Saved data lines:

+++

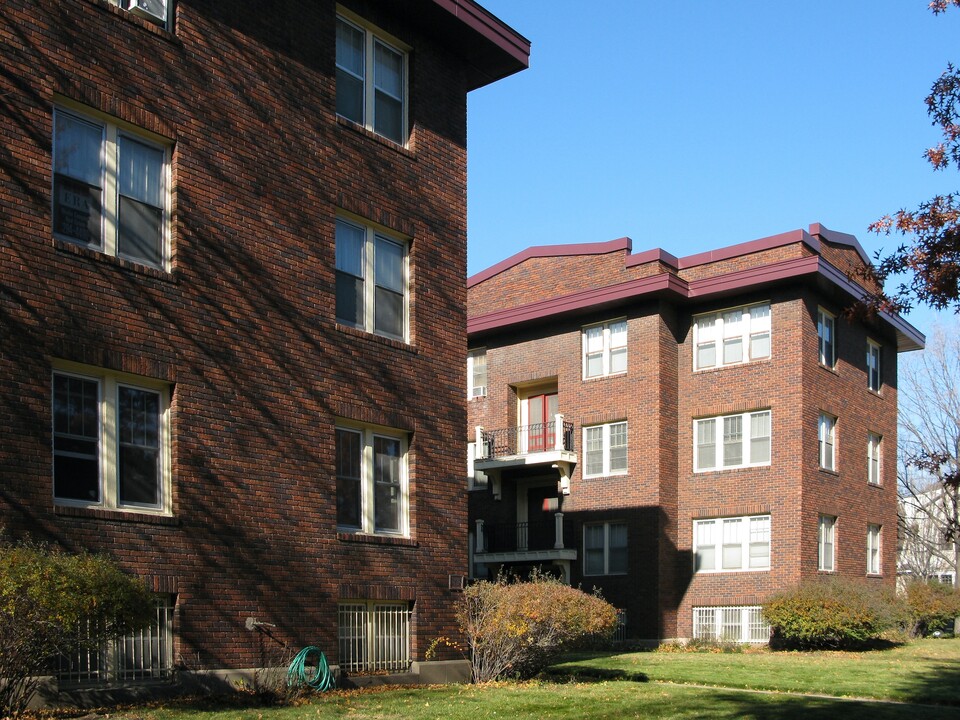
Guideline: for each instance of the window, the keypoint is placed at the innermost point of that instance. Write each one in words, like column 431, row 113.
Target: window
column 605, row 449
column 605, row 349
column 730, row 624
column 873, row 549
column 371, row 280
column 477, row 373
column 827, row 441
column 826, row 338
column 873, row 458
column 371, row 81
column 373, row 636
column 110, row 188
column 143, row 655
column 605, row 549
column 740, row 543
column 372, row 494
column 110, row 441
column 825, row 542
column 731, row 337
column 873, row 366
column 731, row 441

+++

▶ **Written task**
Rewrite the lines above as a numbered list, skipping any blank lines. Leave the pictures out of your answer.

▶ **Written response**
1. Guideline: for each instance of the window, the keypoint is placed at the innermost point of that instance. Write each one in words, like column 431, row 113.
2. Target: window
3. column 605, row 449
4. column 605, row 349
5. column 730, row 624
6. column 873, row 549
7. column 371, row 280
8. column 477, row 373
9. column 827, row 441
10. column 826, row 338
11. column 873, row 458
12. column 371, row 81
13. column 373, row 636
14. column 110, row 188
15. column 143, row 655
16. column 605, row 549
17. column 740, row 543
18. column 372, row 494
19. column 110, row 441
20. column 825, row 542
21. column 731, row 337
22. column 873, row 366
23. column 731, row 441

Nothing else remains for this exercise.